Work instructions: Convert the material below into a JSON list of strings, one string for each line, and leave out any blank lines. Omit the pictures from your answer.

* START Material supplied *

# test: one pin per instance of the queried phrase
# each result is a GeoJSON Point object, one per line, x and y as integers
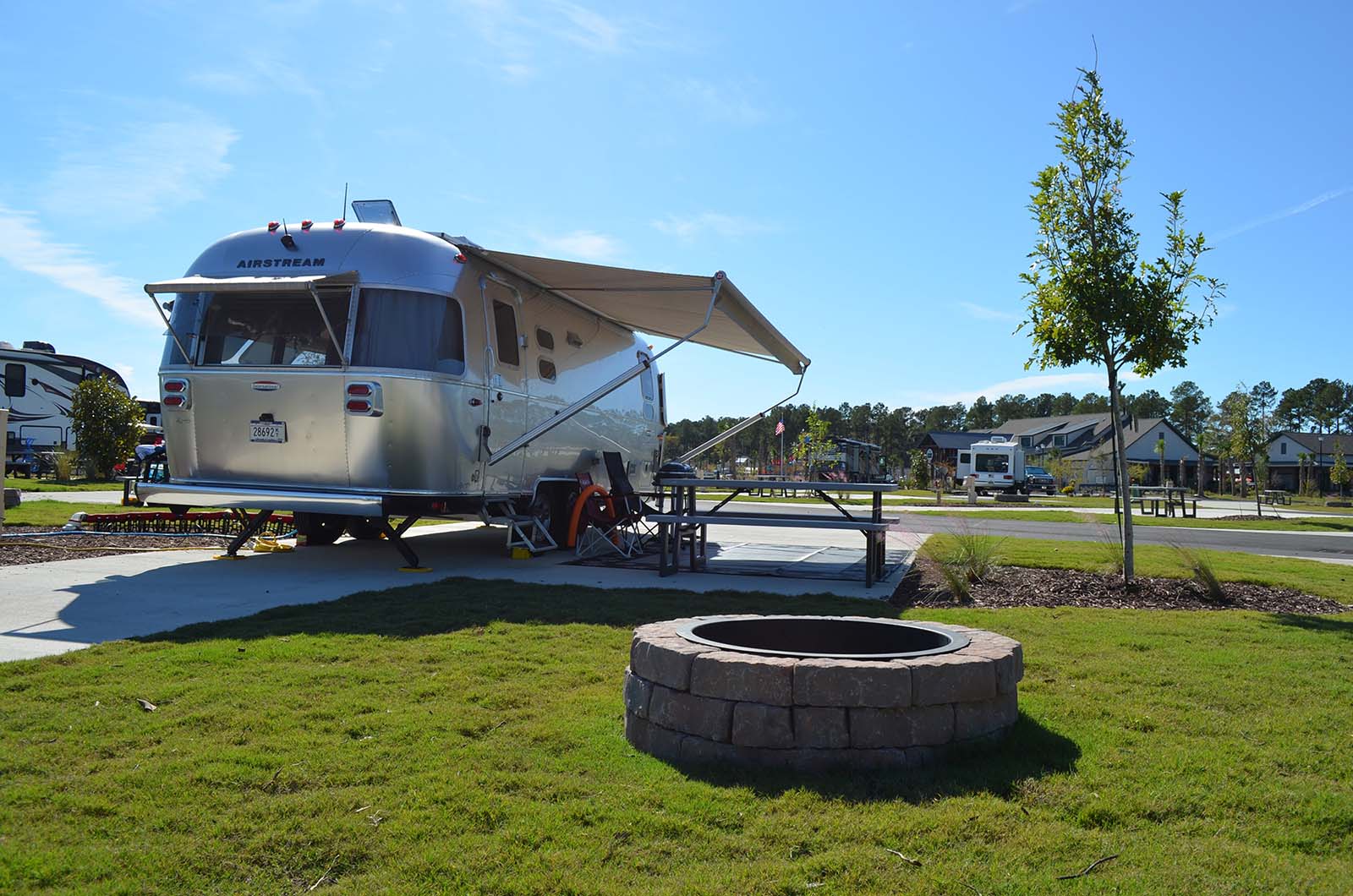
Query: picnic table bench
{"type": "Point", "coordinates": [1164, 501]}
{"type": "Point", "coordinates": [685, 526]}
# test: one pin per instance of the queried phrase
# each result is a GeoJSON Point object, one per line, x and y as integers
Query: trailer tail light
{"type": "Point", "coordinates": [363, 400]}
{"type": "Point", "coordinates": [175, 394]}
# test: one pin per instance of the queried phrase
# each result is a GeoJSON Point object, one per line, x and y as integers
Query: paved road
{"type": "Point", "coordinates": [1332, 547]}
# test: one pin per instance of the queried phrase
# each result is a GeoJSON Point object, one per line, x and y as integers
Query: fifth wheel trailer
{"type": "Point", "coordinates": [352, 371]}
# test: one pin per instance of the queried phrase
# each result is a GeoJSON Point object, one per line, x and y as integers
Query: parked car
{"type": "Point", "coordinates": [1037, 479]}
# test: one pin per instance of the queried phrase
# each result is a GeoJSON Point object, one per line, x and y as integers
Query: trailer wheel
{"type": "Point", "coordinates": [318, 528]}
{"type": "Point", "coordinates": [365, 528]}
{"type": "Point", "coordinates": [551, 506]}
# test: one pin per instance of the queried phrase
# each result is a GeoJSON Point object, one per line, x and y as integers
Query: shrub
{"type": "Point", "coordinates": [1203, 574]}
{"type": "Point", "coordinates": [971, 560]}
{"type": "Point", "coordinates": [105, 423]}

* END Material supplied *

Result of the task:
[
  "# test: one pin per instance of the queried phrase",
  "# each result is a GeoJSON Point object, one per line, x and y as integers",
  "Query: picnic table bench",
  "{\"type\": \"Point\", \"coordinates\": [1164, 501]}",
  "{\"type\": \"Point\", \"coordinates\": [685, 526]}",
  "# test: one pin per instance of the queried phrase",
  "# each result is a GeoJSON Point object, one per line, x and y as integers",
  "Query: trailer tail light",
  "{\"type\": \"Point\", \"coordinates\": [363, 400]}",
  "{\"type\": \"Point\", \"coordinates\": [175, 394]}",
  "# test: one pin per instance of the queried phrase",
  "# each result is a GeoJSON Point object, one per line, x and y as integers",
  "Query: paved road",
  "{\"type\": \"Point\", \"coordinates\": [1332, 547]}",
  "# test: one pin per instance of the queried phrase",
  "# each result is a GeoJSON Point object, one per line, x and y as integers",
  "Query: fifth wheel trailer",
  "{\"type\": \"Point\", \"coordinates\": [352, 371]}",
  "# test: one pin per instance of the queried phrase",
  "# each result is a GeoJSON Point object, one per line, x and y as integers",
  "Query: parked car",
  "{\"type\": \"Point\", \"coordinates\": [1037, 479]}",
  "# test: one pin per instance of the queried phrase",
  "# each result is a GeoJSON Point object, one per line, x and y as integers",
  "Query: trailer wheel",
  "{\"type\": \"Point\", \"coordinates\": [318, 528]}",
  "{\"type\": \"Point\", \"coordinates\": [365, 528]}",
  "{\"type\": \"Point\", \"coordinates\": [551, 506]}",
  "# test: one pin per instance of the queried phrase",
  "# each result is a GeoJSON Point object, one per line, x and y as integers",
  "Query: shrub",
  "{\"type\": \"Point\", \"coordinates\": [1203, 574]}",
  "{\"type\": \"Point\", \"coordinates\": [971, 560]}",
  "{\"type\": \"Point\", \"coordinates\": [105, 423]}"
]